Records excerpted from a collection:
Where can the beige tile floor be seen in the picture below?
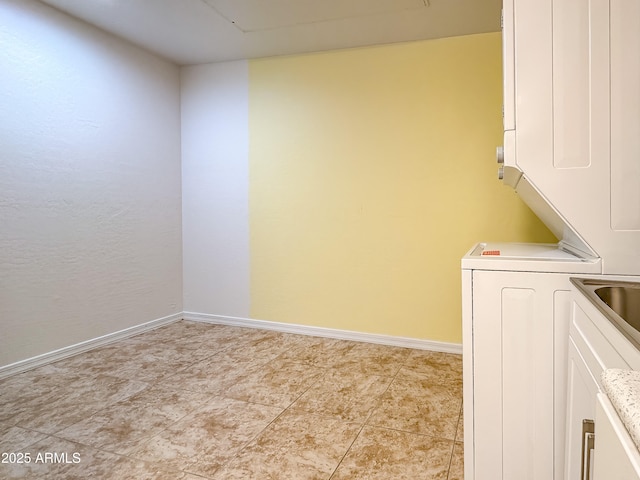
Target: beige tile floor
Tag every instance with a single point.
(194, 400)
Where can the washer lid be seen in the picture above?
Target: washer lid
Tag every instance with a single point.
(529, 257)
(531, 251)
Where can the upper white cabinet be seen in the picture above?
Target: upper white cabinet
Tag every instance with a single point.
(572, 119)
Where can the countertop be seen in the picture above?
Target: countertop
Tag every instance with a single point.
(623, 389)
==
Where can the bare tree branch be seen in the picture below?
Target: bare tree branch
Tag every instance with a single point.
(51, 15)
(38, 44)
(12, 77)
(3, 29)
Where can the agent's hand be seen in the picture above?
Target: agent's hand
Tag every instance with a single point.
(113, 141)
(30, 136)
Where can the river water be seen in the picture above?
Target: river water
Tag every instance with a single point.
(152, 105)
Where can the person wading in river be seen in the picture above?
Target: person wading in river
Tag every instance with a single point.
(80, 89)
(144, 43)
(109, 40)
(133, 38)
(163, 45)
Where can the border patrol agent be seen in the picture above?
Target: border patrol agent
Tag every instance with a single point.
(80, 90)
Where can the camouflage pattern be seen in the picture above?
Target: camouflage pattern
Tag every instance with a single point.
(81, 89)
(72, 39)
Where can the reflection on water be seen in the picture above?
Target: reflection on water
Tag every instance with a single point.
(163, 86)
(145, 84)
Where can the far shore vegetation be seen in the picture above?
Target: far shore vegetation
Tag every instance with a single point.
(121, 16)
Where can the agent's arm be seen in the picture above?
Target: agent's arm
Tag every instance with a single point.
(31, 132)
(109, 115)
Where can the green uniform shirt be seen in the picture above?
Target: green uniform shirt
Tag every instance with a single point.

§ **YOUR ASSIGNMENT**
Looking at the data above, count every line holding the word "cabinet" and state only the count.

§ **RESULT OF THIS EXERCISE**
2